● Directions
In the entries that follow, the lines from the one with "Find the modern" through the one with "Find the church building" are the ones to write out, exactly and with both ends included. Nothing else should appear.
══ Recorded data
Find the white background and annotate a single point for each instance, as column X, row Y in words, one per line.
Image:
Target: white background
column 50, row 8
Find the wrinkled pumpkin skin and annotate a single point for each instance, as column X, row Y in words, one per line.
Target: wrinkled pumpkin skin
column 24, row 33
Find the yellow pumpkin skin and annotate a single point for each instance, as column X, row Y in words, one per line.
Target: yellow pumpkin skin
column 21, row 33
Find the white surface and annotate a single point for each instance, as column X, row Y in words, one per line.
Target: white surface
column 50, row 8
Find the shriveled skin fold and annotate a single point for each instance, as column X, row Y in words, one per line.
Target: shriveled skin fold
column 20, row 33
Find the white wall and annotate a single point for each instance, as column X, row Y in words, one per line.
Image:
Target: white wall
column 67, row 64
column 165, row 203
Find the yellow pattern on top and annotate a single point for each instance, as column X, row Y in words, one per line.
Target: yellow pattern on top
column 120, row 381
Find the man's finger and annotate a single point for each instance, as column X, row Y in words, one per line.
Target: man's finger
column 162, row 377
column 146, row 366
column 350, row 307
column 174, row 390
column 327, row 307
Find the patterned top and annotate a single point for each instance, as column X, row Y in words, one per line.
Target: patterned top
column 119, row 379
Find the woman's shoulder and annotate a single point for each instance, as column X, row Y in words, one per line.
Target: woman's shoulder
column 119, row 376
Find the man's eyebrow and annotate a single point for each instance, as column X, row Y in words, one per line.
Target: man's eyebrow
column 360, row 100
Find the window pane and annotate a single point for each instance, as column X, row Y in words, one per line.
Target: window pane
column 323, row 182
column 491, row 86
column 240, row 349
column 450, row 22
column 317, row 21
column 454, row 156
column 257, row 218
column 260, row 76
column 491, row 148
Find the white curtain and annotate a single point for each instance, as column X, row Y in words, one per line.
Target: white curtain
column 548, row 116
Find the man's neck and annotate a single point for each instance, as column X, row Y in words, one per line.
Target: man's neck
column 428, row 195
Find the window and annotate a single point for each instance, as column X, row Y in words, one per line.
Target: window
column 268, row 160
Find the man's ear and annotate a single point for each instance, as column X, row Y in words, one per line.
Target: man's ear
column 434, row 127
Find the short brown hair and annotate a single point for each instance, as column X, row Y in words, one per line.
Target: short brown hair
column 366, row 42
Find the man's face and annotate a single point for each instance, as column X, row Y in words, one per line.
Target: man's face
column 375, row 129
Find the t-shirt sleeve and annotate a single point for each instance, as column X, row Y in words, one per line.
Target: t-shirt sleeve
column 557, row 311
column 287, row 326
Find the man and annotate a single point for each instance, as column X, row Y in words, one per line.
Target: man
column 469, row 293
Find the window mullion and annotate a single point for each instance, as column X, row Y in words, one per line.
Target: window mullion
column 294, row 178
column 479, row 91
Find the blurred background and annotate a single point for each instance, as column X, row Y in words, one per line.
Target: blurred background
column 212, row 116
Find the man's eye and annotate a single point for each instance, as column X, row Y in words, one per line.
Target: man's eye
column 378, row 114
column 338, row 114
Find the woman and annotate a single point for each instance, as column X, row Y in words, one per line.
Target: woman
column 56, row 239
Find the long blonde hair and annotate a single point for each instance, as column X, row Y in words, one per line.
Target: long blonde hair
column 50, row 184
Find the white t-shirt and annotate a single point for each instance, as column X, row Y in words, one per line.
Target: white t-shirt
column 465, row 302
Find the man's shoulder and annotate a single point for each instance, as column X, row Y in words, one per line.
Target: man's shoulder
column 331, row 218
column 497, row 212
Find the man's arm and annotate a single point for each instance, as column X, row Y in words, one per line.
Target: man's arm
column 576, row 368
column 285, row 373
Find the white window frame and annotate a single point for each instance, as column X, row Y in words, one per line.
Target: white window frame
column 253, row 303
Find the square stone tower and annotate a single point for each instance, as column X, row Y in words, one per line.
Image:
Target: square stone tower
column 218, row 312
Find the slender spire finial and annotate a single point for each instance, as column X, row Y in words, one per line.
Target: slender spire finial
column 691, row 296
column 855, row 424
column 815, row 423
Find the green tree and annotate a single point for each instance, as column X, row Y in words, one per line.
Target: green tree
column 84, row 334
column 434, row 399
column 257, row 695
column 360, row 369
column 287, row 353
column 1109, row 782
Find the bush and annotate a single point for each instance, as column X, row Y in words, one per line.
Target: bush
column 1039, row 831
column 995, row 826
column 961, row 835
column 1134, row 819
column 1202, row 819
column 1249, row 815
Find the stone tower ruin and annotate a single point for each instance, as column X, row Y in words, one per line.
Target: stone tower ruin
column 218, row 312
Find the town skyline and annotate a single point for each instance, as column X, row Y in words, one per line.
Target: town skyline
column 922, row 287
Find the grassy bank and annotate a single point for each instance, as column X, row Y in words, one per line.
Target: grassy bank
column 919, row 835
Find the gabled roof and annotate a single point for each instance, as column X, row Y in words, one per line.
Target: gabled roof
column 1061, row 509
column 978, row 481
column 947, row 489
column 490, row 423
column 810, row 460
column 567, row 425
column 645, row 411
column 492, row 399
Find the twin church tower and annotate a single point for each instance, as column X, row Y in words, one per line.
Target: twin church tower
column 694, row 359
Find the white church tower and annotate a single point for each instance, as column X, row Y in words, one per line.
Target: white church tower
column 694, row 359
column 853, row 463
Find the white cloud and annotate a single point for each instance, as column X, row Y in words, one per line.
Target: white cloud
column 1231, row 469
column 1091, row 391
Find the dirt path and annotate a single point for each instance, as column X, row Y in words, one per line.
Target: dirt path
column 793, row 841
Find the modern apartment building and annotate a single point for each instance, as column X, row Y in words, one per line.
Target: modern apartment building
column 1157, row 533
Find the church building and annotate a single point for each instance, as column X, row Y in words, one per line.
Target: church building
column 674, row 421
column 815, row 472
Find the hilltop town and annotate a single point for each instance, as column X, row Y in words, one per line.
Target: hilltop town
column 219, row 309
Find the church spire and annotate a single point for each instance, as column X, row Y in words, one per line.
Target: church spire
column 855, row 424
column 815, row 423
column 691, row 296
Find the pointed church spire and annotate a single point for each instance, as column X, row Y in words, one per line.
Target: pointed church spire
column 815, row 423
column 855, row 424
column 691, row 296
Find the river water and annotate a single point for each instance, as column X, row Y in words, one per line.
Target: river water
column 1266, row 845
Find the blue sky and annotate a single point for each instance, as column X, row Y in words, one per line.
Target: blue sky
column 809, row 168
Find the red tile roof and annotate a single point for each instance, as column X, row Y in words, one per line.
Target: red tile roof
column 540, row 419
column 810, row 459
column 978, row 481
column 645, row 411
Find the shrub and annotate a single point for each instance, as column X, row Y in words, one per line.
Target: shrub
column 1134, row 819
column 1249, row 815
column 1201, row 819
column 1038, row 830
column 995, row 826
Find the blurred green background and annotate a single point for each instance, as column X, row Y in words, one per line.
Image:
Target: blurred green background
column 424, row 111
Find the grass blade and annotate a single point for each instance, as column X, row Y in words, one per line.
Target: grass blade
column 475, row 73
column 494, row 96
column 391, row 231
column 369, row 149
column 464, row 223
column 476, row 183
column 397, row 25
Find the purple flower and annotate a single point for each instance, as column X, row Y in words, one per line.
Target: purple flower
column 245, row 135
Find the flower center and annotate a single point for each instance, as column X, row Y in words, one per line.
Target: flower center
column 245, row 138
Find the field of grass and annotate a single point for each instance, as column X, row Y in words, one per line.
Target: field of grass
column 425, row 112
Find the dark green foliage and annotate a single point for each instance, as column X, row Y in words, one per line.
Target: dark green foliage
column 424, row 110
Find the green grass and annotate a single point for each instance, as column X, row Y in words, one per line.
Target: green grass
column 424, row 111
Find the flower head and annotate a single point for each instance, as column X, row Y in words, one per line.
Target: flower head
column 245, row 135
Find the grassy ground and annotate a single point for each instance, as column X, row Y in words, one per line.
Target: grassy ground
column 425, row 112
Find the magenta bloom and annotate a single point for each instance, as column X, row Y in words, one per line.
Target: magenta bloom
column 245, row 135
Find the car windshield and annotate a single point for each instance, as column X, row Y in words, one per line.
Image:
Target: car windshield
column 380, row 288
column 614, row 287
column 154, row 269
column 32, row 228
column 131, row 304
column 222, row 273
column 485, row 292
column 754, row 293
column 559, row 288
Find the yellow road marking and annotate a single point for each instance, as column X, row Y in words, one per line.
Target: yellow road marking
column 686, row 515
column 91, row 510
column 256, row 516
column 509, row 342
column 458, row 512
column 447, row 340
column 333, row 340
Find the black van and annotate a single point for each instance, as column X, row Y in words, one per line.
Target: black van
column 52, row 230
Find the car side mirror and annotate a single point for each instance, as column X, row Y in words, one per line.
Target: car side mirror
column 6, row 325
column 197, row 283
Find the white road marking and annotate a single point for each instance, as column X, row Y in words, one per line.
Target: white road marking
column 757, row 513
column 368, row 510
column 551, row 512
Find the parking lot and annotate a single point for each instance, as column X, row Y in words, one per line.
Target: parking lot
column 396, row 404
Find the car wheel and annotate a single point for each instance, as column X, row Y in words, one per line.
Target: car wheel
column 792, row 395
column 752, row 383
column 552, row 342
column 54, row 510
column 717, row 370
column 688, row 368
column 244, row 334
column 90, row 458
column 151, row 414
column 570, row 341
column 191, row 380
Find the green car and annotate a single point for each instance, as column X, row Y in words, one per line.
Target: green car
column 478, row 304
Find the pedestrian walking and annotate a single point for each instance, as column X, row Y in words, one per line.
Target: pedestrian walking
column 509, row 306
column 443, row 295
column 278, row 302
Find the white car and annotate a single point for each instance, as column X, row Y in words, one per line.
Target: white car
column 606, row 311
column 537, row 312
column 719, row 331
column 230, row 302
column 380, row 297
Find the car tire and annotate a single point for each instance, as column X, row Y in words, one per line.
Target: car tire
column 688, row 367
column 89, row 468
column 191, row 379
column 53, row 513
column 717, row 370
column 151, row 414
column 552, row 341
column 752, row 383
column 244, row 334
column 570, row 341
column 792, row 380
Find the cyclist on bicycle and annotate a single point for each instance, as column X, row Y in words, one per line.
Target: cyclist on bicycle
════
● Response for this exercise
Find the modern apartment building and annotate a single point for each instance, as column X, row Y in words, one per line.
Target: modern apartment building
column 1157, row 533
Find the church building and annotate a single point for each instance, as column X, row Y in words, one per line.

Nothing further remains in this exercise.